◆ About this exercise
Which lines of the entries below run from the one holding "of the bare" to the one holding "of the asphalt", inclusive? Set down exactly those lines and no others.
********
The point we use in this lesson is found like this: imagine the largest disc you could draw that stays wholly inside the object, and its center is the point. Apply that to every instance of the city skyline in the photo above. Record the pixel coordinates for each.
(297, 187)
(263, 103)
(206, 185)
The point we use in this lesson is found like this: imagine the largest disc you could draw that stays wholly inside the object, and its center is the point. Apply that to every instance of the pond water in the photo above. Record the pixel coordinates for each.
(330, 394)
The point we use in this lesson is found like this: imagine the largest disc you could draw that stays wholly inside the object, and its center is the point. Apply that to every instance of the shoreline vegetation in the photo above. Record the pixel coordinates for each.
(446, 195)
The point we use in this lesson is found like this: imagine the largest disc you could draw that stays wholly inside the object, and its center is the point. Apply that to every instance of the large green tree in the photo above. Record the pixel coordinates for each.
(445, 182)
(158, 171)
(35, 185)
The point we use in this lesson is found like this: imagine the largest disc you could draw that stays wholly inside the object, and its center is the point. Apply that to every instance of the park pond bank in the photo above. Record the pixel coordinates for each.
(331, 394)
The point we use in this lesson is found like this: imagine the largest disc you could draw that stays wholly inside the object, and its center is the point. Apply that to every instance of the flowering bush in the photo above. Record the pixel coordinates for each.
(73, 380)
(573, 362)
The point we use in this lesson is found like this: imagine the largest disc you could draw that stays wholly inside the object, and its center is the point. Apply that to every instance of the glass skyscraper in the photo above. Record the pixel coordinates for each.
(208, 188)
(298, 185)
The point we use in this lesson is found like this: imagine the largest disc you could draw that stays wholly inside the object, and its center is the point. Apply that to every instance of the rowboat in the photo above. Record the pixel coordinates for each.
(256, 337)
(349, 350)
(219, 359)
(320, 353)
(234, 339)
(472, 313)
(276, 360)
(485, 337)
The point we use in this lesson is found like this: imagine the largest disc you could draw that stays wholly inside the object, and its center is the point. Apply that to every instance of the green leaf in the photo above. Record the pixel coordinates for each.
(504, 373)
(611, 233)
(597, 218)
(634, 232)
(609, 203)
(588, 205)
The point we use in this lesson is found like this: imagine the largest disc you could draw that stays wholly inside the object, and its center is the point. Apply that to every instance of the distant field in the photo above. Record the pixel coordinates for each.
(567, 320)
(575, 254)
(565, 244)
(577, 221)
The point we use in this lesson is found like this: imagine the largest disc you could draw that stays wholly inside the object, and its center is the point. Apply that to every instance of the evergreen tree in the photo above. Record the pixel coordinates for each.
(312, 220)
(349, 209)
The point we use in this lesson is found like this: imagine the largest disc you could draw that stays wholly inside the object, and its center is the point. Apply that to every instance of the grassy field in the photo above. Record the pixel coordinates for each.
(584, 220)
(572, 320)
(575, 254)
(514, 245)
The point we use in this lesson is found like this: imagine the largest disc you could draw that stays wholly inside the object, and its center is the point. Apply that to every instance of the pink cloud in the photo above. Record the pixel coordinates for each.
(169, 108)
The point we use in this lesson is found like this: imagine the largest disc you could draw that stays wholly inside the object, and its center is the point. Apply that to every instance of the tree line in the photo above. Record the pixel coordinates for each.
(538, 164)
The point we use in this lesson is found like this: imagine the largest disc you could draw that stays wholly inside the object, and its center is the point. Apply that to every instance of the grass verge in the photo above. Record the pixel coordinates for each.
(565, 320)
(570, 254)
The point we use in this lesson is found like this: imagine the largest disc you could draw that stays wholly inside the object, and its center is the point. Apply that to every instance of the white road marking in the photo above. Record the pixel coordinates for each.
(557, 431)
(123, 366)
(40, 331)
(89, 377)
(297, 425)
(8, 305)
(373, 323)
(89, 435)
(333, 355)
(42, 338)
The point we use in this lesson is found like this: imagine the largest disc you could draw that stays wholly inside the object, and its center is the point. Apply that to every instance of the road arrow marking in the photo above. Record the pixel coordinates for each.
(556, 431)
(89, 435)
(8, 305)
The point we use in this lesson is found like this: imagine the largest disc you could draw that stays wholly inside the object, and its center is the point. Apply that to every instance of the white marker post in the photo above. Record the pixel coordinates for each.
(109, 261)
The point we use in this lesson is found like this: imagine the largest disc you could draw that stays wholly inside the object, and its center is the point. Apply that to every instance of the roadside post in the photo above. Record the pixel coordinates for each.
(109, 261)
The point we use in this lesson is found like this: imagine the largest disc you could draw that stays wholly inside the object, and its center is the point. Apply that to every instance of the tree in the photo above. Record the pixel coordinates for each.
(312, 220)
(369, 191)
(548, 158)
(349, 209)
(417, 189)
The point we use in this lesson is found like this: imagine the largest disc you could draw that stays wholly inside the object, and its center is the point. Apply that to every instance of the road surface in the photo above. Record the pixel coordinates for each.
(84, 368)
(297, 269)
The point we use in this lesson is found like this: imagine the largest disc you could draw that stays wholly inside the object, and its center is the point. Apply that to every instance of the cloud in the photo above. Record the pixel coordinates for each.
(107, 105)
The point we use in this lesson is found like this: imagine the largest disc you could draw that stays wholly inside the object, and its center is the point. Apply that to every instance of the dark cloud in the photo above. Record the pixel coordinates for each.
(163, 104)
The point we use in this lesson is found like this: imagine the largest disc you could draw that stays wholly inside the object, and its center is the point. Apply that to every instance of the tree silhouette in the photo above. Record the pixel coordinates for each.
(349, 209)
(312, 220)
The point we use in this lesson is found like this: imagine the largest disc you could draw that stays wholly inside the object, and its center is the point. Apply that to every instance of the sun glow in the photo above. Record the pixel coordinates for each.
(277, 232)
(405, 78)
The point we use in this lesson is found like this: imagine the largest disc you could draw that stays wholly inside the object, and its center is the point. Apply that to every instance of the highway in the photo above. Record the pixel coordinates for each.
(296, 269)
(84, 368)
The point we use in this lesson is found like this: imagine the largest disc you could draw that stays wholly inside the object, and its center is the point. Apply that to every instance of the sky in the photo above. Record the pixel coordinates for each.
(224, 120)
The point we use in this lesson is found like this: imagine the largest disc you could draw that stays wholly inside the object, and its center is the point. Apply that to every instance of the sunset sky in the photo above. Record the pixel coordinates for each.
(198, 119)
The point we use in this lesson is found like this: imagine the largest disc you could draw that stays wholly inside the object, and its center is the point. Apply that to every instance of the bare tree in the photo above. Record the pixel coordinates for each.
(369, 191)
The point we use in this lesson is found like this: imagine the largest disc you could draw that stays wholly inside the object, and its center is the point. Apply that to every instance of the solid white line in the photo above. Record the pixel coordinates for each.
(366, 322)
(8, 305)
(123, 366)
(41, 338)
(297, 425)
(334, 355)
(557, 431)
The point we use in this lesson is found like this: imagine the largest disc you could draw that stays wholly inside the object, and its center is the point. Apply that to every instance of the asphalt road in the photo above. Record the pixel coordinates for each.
********
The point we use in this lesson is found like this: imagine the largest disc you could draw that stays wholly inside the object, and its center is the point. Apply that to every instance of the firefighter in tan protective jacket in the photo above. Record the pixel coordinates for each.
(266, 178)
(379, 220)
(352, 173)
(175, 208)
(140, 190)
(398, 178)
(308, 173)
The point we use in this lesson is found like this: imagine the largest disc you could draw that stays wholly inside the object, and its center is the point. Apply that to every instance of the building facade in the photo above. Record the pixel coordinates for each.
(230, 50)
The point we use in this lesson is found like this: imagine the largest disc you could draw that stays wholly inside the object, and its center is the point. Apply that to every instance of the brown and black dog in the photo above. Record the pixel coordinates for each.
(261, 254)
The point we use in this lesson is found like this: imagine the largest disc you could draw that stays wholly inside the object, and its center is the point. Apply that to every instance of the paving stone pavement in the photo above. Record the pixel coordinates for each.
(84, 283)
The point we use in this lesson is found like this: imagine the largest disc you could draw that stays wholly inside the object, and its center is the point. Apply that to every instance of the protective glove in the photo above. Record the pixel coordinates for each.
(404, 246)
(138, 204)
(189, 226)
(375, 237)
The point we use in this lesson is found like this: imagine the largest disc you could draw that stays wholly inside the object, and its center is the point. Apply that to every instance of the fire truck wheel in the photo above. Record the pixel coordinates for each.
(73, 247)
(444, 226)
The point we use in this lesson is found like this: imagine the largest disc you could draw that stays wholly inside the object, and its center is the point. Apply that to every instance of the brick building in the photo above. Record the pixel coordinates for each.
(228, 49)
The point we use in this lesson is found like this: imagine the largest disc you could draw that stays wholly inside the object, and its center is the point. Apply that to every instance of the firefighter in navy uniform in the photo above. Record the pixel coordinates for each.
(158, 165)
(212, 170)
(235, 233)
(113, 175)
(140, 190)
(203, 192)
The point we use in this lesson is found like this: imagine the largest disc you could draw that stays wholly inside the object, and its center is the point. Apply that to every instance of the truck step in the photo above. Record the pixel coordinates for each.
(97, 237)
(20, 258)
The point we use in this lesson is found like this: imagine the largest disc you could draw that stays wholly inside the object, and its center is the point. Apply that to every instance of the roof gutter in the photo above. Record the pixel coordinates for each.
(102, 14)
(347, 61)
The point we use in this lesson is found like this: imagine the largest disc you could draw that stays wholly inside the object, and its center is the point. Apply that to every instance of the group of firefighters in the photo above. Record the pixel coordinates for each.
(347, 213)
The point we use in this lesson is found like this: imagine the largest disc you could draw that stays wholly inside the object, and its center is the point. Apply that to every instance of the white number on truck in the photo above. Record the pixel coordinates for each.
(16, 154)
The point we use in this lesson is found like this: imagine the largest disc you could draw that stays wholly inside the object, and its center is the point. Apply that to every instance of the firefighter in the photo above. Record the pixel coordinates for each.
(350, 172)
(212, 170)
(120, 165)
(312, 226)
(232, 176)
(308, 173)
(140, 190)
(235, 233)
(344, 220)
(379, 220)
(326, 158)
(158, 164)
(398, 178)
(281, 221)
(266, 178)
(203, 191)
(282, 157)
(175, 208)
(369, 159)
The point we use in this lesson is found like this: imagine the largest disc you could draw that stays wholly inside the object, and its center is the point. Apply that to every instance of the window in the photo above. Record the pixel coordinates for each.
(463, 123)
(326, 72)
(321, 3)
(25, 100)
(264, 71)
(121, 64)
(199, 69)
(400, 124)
********
◆ Your response
The point we use in this lesson is found like this: imagine the largest disc you could draw that stays wholly inside the object, and its center is the point. Apply that to every instance of the bare tree in the photo above. Record the pixel coordinates for each.
(369, 191)
The point we use in this lesson is found like this: imagine the largest disc you could draw that stays wholly inside the object, and its center is the point. Apply that to every instance of the solid white line in the photo above. Record the pixel coordinates for each.
(366, 322)
(8, 305)
(123, 366)
(41, 338)
(297, 425)
(334, 355)
(557, 431)
The point we use in this lesson is found like this: imagine the largest disc you could draw that stays wholly inside the object, and its center is the point. Apply that to every instance of the asphalt road in the photo above. Record the pixel coordinates for each.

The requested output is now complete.